>> BEGIN

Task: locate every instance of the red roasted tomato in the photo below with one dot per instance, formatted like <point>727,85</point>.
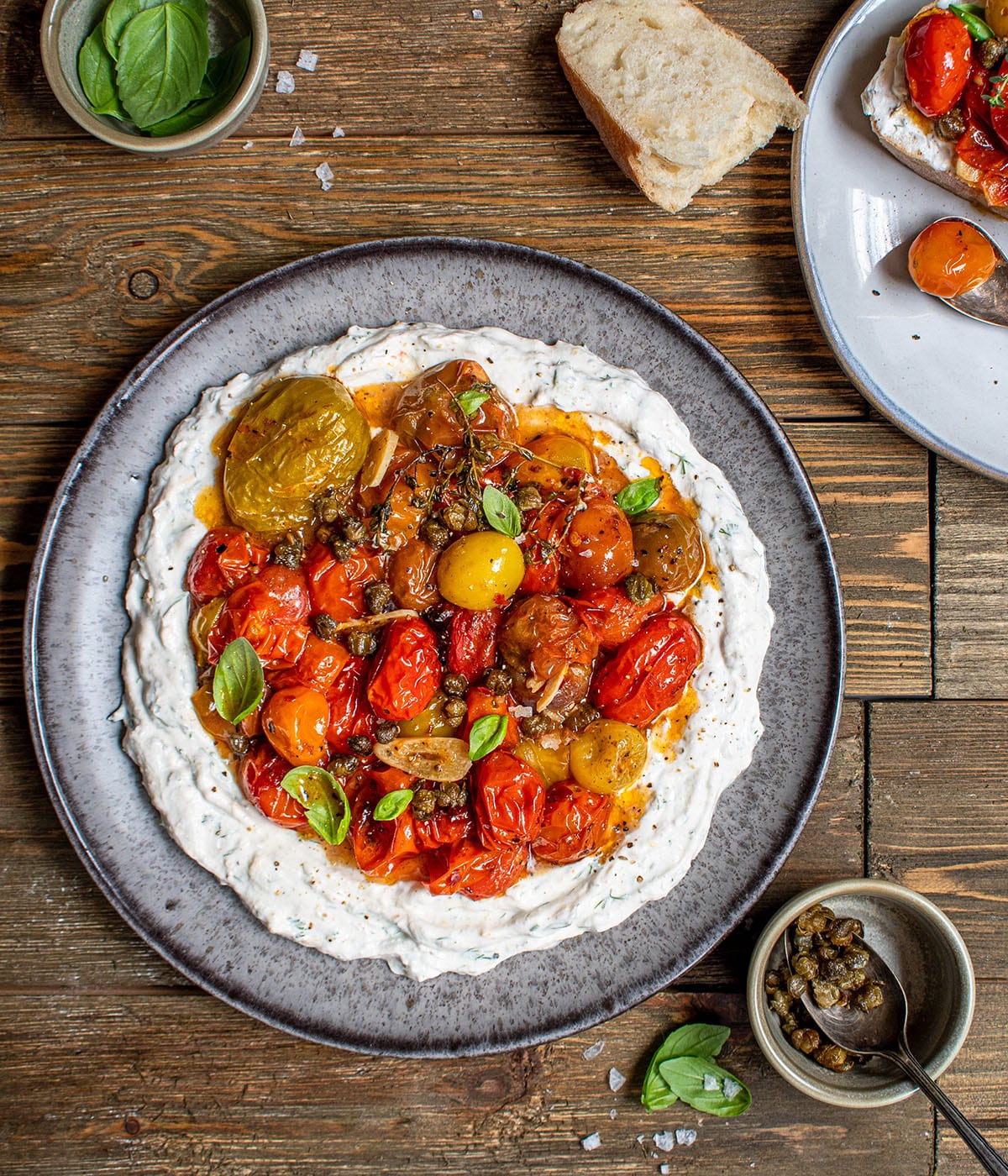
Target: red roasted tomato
<point>508,797</point>
<point>226,559</point>
<point>575,823</point>
<point>261,772</point>
<point>407,670</point>
<point>647,674</point>
<point>937,55</point>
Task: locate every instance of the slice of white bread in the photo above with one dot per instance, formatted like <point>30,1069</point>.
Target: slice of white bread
<point>911,137</point>
<point>676,99</point>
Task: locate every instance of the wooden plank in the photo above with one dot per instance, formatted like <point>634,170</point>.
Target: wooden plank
<point>244,1099</point>
<point>86,294</point>
<point>970,585</point>
<point>873,486</point>
<point>939,814</point>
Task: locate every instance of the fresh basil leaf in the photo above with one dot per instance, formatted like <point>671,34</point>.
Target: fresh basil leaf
<point>969,14</point>
<point>96,68</point>
<point>162,58</point>
<point>470,402</point>
<point>701,1082</point>
<point>486,734</point>
<point>688,1041</point>
<point>239,684</point>
<point>639,496</point>
<point>326,807</point>
<point>390,807</point>
<point>501,513</point>
<point>227,72</point>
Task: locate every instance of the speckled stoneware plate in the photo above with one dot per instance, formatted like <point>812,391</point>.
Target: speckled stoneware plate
<point>76,622</point>
<point>937,375</point>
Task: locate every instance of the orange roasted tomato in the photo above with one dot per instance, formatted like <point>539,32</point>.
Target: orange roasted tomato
<point>575,823</point>
<point>647,674</point>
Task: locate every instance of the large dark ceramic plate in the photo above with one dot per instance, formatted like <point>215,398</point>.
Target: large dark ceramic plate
<point>76,623</point>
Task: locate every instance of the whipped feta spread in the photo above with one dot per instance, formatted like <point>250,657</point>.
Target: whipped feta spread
<point>287,879</point>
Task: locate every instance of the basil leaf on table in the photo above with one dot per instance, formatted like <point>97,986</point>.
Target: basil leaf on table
<point>704,1084</point>
<point>687,1041</point>
<point>486,734</point>
<point>239,682</point>
<point>162,58</point>
<point>390,806</point>
<point>639,496</point>
<point>501,513</point>
<point>326,807</point>
<point>96,68</point>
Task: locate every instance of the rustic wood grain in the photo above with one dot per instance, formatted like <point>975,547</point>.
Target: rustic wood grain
<point>939,814</point>
<point>244,1099</point>
<point>972,585</point>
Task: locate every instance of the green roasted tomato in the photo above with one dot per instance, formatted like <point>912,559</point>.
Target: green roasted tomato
<point>296,440</point>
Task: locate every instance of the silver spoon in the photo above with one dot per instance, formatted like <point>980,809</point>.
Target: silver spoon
<point>987,302</point>
<point>882,1032</point>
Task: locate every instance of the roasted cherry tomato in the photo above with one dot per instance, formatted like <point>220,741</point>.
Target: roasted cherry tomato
<point>407,670</point>
<point>226,559</point>
<point>508,796</point>
<point>599,549</point>
<point>470,868</point>
<point>937,55</point>
<point>473,641</point>
<point>270,613</point>
<point>612,617</point>
<point>575,823</point>
<point>261,772</point>
<point>647,673</point>
<point>949,258</point>
<point>296,721</point>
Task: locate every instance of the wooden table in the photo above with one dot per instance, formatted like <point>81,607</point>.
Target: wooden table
<point>462,125</point>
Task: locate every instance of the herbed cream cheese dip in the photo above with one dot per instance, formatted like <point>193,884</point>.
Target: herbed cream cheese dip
<point>287,879</point>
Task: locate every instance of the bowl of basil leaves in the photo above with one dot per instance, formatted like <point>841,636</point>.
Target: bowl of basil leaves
<point>156,76</point>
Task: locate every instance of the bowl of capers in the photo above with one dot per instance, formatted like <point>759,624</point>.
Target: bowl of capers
<point>817,948</point>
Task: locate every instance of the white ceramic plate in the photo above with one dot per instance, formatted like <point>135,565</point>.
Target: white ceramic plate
<point>937,375</point>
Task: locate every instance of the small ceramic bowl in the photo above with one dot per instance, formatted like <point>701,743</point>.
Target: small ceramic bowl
<point>922,948</point>
<point>67,23</point>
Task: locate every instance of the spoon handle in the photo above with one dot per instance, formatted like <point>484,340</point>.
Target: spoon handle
<point>976,1143</point>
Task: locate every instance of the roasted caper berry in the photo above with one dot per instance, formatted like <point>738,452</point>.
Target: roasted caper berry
<point>378,597</point>
<point>361,643</point>
<point>386,732</point>
<point>454,685</point>
<point>497,681</point>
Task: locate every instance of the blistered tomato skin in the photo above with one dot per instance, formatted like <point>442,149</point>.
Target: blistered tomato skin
<point>951,258</point>
<point>937,55</point>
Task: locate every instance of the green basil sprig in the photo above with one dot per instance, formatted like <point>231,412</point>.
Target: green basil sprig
<point>486,734</point>
<point>639,496</point>
<point>390,807</point>
<point>239,682</point>
<point>501,513</point>
<point>326,807</point>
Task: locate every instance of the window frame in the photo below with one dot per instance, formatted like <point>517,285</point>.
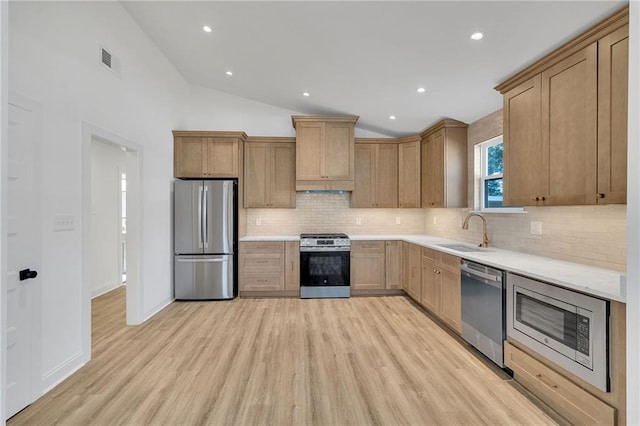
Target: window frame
<point>483,177</point>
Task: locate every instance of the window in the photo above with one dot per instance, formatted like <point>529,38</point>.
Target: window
<point>491,185</point>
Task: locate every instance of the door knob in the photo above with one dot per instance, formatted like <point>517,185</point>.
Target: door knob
<point>26,274</point>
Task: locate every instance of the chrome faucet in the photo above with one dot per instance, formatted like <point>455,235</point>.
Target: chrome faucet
<point>465,225</point>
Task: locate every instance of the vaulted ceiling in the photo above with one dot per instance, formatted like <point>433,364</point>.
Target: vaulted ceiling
<point>365,58</point>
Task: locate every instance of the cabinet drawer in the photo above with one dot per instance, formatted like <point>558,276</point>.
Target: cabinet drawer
<point>261,262</point>
<point>367,246</point>
<point>575,404</point>
<point>275,247</point>
<point>450,262</point>
<point>430,253</point>
<point>262,282</point>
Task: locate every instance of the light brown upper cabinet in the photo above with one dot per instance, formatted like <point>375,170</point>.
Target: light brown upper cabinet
<point>613,83</point>
<point>325,152</point>
<point>269,173</point>
<point>444,165</point>
<point>409,180</point>
<point>201,154</point>
<point>565,119</point>
<point>376,175</point>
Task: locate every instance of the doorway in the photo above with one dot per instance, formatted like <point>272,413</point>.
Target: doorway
<point>128,157</point>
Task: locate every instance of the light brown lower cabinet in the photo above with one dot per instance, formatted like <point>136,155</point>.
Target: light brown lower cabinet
<point>292,265</point>
<point>411,275</point>
<point>270,267</point>
<point>441,287</point>
<point>572,402</point>
<point>393,265</point>
<point>368,265</point>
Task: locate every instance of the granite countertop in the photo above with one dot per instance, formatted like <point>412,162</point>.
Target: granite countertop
<point>599,282</point>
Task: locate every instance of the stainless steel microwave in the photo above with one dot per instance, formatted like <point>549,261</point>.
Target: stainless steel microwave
<point>569,328</point>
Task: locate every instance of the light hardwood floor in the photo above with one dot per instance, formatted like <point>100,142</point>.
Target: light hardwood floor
<point>358,361</point>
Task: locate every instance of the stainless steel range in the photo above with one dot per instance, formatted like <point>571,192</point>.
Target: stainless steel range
<point>325,265</point>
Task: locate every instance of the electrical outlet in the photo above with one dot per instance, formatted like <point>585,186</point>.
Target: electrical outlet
<point>536,228</point>
<point>64,222</point>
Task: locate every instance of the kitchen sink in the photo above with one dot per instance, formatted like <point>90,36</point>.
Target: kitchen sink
<point>462,247</point>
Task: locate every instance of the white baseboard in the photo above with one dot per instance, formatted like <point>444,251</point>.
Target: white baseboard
<point>160,306</point>
<point>56,375</point>
<point>106,288</point>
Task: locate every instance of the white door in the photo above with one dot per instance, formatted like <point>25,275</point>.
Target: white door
<point>23,257</point>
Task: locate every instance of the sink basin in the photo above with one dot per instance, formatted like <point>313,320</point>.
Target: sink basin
<point>462,247</point>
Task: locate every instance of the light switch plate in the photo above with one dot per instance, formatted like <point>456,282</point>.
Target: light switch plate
<point>536,228</point>
<point>64,222</point>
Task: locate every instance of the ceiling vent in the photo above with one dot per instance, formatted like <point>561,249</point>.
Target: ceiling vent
<point>109,61</point>
<point>106,58</point>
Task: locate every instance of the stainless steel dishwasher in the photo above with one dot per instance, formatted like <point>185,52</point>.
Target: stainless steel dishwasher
<point>483,309</point>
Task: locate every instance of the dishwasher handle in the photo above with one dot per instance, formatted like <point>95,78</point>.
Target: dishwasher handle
<point>475,273</point>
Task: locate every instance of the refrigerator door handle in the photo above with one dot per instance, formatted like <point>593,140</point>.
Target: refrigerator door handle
<point>200,192</point>
<point>179,260</point>
<point>205,217</point>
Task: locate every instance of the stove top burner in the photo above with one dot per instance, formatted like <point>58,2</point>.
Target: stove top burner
<point>324,236</point>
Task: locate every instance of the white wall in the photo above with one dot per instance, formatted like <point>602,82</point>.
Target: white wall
<point>633,221</point>
<point>107,164</point>
<point>53,54</point>
<point>214,110</point>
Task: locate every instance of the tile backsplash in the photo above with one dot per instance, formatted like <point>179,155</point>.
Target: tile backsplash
<point>592,235</point>
<point>331,212</point>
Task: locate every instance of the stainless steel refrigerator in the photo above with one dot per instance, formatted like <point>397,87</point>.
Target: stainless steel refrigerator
<point>204,239</point>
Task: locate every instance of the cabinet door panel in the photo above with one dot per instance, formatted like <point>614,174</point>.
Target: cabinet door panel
<point>339,151</point>
<point>309,151</point>
<point>362,195</point>
<point>409,185</point>
<point>282,180</point>
<point>523,166</point>
<point>394,264</point>
<point>367,271</point>
<point>292,265</point>
<point>451,303</point>
<point>387,176</point>
<point>436,169</point>
<point>190,155</point>
<point>569,128</point>
<point>256,160</point>
<point>430,298</point>
<point>613,83</point>
<point>222,158</point>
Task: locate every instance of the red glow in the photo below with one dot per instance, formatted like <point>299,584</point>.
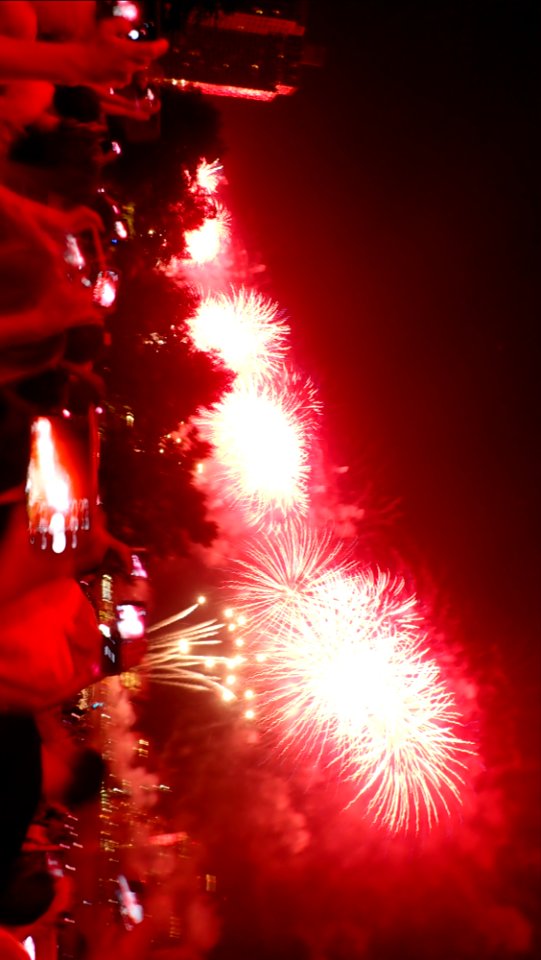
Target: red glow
<point>346,676</point>
<point>49,487</point>
<point>225,90</point>
<point>209,176</point>
<point>261,439</point>
<point>207,241</point>
<point>129,11</point>
<point>105,288</point>
<point>244,329</point>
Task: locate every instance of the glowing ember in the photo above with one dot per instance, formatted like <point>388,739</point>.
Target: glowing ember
<point>347,677</point>
<point>261,439</point>
<point>207,241</point>
<point>244,329</point>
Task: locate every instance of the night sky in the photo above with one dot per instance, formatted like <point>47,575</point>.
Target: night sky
<point>393,201</point>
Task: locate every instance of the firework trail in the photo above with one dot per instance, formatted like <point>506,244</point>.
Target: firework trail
<point>244,329</point>
<point>260,435</point>
<point>278,573</point>
<point>185,655</point>
<point>208,176</point>
<point>206,242</point>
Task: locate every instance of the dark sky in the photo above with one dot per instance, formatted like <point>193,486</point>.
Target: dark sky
<point>393,200</point>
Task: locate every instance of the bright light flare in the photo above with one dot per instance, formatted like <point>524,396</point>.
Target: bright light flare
<point>209,176</point>
<point>206,242</point>
<point>49,488</point>
<point>178,655</point>
<point>348,677</point>
<point>278,573</point>
<point>105,288</point>
<point>244,329</point>
<point>261,439</point>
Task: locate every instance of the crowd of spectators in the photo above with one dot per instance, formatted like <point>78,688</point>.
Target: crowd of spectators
<point>63,67</point>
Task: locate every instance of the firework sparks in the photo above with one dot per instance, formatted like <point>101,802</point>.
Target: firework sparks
<point>209,176</point>
<point>278,573</point>
<point>346,676</point>
<point>244,329</point>
<point>261,435</point>
<point>207,241</point>
<point>191,655</point>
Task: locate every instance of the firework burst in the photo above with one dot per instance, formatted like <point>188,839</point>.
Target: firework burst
<point>261,438</point>
<point>244,329</point>
<point>186,655</point>
<point>206,242</point>
<point>208,176</point>
<point>345,675</point>
<point>279,572</point>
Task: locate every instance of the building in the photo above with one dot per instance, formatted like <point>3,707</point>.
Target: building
<point>254,53</point>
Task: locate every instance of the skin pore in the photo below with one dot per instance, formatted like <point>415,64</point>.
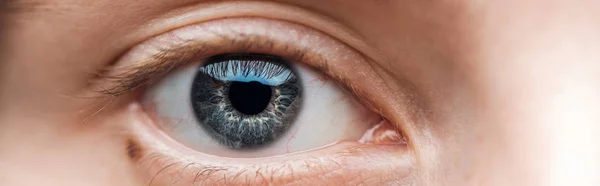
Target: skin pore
<point>496,92</point>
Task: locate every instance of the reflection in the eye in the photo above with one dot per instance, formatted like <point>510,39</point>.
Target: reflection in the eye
<point>325,137</point>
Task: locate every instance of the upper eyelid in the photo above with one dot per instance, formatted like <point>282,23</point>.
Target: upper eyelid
<point>127,78</point>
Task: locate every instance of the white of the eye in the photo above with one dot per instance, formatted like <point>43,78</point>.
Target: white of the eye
<point>327,115</point>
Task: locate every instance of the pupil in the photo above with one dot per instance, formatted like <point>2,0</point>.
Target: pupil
<point>249,97</point>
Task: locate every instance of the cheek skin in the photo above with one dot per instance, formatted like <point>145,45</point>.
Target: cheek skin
<point>66,153</point>
<point>162,161</point>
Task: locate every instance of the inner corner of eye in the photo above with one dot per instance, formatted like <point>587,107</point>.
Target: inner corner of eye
<point>255,104</point>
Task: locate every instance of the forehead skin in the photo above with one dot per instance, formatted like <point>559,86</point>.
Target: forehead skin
<point>501,78</point>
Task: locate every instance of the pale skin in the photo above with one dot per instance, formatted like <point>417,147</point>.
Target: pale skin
<point>494,92</point>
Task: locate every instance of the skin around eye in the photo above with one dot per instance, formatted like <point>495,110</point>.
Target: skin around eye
<point>333,139</point>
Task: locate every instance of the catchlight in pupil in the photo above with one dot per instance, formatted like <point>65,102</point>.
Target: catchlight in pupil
<point>249,98</point>
<point>246,100</point>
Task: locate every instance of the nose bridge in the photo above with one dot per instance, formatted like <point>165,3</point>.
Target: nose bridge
<point>542,68</point>
<point>548,80</point>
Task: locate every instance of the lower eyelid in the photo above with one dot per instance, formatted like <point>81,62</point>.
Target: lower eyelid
<point>164,161</point>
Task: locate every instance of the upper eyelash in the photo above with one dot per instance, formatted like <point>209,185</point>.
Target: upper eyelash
<point>244,67</point>
<point>125,79</point>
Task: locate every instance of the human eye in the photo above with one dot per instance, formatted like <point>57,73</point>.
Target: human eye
<point>254,101</point>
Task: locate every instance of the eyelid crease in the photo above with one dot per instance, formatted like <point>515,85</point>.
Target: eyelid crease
<point>147,71</point>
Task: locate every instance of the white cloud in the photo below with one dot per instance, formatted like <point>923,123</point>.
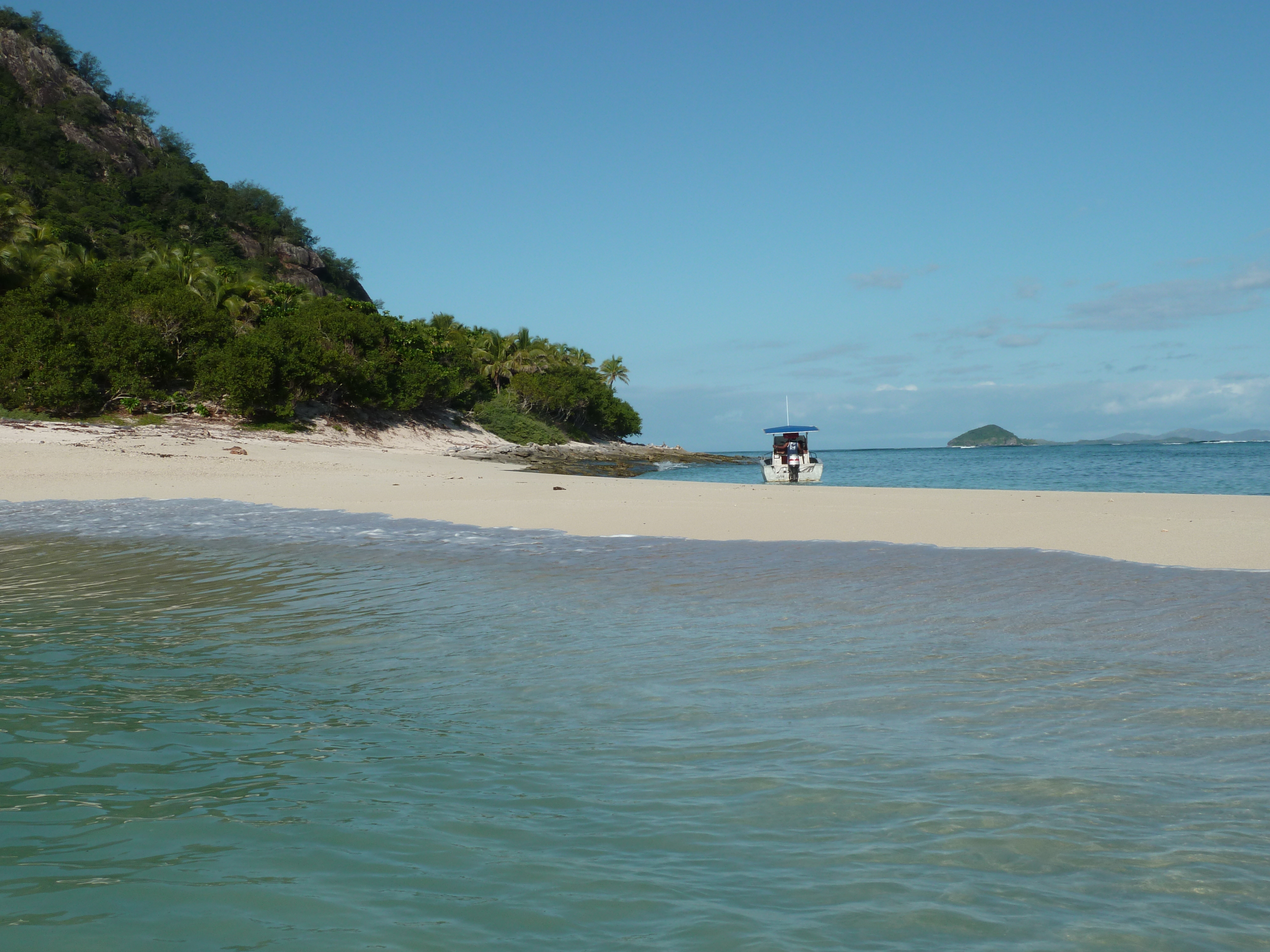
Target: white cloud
<point>1170,304</point>
<point>881,279</point>
<point>888,279</point>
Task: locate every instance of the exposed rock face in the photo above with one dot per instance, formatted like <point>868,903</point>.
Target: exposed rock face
<point>298,255</point>
<point>39,72</point>
<point>116,136</point>
<point>295,275</point>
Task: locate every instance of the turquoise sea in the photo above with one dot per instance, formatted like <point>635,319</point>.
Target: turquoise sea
<point>1240,469</point>
<point>228,727</point>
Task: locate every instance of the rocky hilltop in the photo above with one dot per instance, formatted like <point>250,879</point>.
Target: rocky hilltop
<point>125,142</point>
<point>49,96</point>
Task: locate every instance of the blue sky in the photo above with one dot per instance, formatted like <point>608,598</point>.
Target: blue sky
<point>911,219</point>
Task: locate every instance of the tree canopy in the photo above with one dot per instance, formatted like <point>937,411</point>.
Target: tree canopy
<point>150,285</point>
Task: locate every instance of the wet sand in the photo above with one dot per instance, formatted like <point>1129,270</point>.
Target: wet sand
<point>415,478</point>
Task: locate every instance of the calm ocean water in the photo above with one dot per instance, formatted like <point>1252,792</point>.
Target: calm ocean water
<point>232,727</point>
<point>1240,469</point>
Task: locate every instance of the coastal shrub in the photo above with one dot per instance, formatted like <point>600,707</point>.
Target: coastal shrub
<point>505,418</point>
<point>578,397</point>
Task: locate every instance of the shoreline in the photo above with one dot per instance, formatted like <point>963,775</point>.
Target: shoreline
<point>418,475</point>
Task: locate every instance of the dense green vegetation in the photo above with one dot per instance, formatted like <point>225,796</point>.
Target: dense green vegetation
<point>991,436</point>
<point>130,280</point>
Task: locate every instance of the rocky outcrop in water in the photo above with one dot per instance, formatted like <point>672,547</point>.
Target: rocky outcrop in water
<point>595,460</point>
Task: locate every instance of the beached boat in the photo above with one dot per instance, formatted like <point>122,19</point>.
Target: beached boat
<point>791,460</point>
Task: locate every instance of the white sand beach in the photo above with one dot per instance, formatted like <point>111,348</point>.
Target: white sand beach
<point>410,474</point>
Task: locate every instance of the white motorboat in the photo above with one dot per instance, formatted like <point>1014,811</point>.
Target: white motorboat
<point>791,460</point>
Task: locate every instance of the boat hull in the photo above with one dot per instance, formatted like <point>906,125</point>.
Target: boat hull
<point>811,473</point>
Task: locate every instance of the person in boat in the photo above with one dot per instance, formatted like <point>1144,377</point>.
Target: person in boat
<point>793,458</point>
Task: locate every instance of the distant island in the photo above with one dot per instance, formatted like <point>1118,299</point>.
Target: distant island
<point>994,436</point>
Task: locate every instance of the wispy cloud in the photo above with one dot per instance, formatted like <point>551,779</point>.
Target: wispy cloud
<point>1028,288</point>
<point>985,329</point>
<point>887,279</point>
<point>881,279</point>
<point>1170,304</point>
<point>839,351</point>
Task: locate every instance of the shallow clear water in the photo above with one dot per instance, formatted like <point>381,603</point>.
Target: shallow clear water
<point>1239,469</point>
<point>233,727</point>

>> END

Copy out every line exactly, from the line containing "Task: locate every instance of the rocky hilltop" down to the line containing "<point>911,219</point>", with both of those lines included.

Task: locate every instance of the rocky hilltop in the photo above with one dot per instance, formatted like <point>250,879</point>.
Target: rocky hilltop
<point>125,142</point>
<point>49,96</point>
Task: locate every instance of the blue sky in the photo above with one dot per instance, formatted like <point>608,598</point>.
Target: blue sky
<point>911,219</point>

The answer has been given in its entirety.